━━━ Textauszug
Die Geschichte der Verdingkinder und der «Kinder der Landstrasse» hat auch mit überbordendem Fürsorgewillen zu tun. Arme Menschen müssen aus ihren üblen Verhältnissen herausgeholt werden, dachten manche, die es ehrlich meinten. Leider wirkte auch so etwas wie Arroganz der Fürsorgemacht mit. Ich plädiere darum für äusserste Zurückhaltung bei der Ausübung von Fürsorgemacht. Das gilt im Umgang mit allen Menschen, deren Möglichkeit, selbst zu bestimmen, beschnitten sind. Wenn Sozialfürsorgeabhängige in Zürich eine städtische Wohnung aus dem Angebot «ambulante Wohnintegration» erhalten, müssen sie einen Miet-/ Betreuungsvertrag unterschreiben. Damit verpflichten sie sich, bestimmte Betreuungsvorgaben zu erfüllen. Ihre Räume werden kontrolliert. Der Zugang zum Haus von einer Loge aus bewacht. Der Vertrag ist befristet und wird nur für wenige Monate verlängert. Immer wieder muss diese Hürde genommen werden.
Das mag richtig sein für die einen. Es ist sicher nicht sinnvoll für alle. Eine Betreuung mit Kontrolle ist nötig, wenn Menschen dies wünschen oder auch, wenn das Umfeld vor übermässigen Immissionen – Dreck und Lärm – geschützt werden muss. Betreuung ist nicht sinnvoll, wenn die Menschen dies ablehnen und tatsächlich nicht brauchen. Denn Personen soll man nicht mittels Erziehung von ihrer Lebensweise, die vielleicht aus Krankheiten oder einer Lebenswahl entspringt, abbringen wollen.
Wie ziemlich alle Menschen streben auch Sozialabhängige ins Sehnsuchtsreich der Freiheit. Sie streben von der Notwohnung ins betreute Wohnen, vom betreuten Wohnen in die eigene Wohnung, selbst wenn sie dies nicht bewältigen würden.
━━━━━━
**Arbeitsauftrag 1**
Stimmen die folgenden Aussagen mit dem Textauszug überein? Antworten Sie jeweils mit Ja oder Nein und zitieren Sie die entscheidenden Worte wörtlich.
(a) Wer in Zürich eine Wohnung aus dem Angebot «ambulante Wohnintegration» erhält, muss einen Vertrag unterschreiben.
(b) Der Vertrag wird jeweils um mehrere Jahre verlängert.
(c) Betreuung ist auch dann sinnvoll, wenn Menschen sie ablehnen und tatsächlich nicht brauchen.
**Arbeitsauftrag 2**
Von wo aus wird laut Textauszug der Zugang zum Haus bewacht?
**Arbeitsauftrag 3**
Zählen Sie alle Wohnformen auf, die im letzten Absatz des Textauszugs genannt werden, und behalten Sie die Reihenfolge bei.
Stützen Sie sich ausschliesslich auf den Textauszug.
━━━ Datenübersicht
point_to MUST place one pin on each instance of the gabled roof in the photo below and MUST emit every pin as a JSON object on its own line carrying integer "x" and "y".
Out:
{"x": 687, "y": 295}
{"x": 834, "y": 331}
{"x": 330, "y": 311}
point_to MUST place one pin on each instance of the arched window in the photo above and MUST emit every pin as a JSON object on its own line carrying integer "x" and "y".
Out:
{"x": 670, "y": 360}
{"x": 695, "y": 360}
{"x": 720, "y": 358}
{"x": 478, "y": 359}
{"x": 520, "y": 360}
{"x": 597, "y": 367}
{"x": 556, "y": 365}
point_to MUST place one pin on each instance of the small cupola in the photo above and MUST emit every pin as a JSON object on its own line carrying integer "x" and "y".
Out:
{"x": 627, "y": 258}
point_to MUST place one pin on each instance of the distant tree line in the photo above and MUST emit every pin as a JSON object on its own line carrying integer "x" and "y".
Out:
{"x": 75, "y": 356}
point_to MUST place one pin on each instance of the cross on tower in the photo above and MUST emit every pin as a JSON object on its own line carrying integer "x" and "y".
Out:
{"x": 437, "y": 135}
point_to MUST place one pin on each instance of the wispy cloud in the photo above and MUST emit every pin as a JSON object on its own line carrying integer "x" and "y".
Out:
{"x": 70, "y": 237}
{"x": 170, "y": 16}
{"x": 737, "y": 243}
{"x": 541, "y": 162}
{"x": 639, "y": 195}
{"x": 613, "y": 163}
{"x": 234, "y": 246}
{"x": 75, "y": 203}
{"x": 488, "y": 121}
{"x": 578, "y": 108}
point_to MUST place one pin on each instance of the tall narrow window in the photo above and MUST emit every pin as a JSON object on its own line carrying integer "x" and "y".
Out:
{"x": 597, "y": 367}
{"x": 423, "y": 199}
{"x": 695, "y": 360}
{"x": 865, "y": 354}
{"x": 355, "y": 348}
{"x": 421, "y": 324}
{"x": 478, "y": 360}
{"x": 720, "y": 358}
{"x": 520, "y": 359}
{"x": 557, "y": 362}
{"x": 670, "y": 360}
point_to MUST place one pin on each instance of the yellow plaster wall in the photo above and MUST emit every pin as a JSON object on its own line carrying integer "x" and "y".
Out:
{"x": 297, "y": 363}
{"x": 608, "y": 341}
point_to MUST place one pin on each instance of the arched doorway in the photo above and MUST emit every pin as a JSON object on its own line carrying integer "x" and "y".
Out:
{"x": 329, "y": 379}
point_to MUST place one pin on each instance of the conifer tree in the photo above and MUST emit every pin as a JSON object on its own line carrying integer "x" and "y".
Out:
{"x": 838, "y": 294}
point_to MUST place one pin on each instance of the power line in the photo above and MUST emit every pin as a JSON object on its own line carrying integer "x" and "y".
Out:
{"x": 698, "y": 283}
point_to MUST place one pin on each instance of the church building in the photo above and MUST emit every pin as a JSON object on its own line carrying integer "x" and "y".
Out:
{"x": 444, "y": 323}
━━━━━━
**Lösung 1**
(a) Ja: «müssen sie einen Miet-/ Betreuungsvertrag unterschreiben»
(b) Nein: «Der Vertrag ist befristet und wird nur für wenige Monate verlängert.»
(c) Nein: «Betreuung ist nicht sinnvoll, wenn die Menschen dies ablehnen und tatsächlich nicht brauchen.»

**Lösung 2**
Von einer Loge aus.

**Lösung 3**
Notwohnung, betreutes Wohnen, eigene Wohnung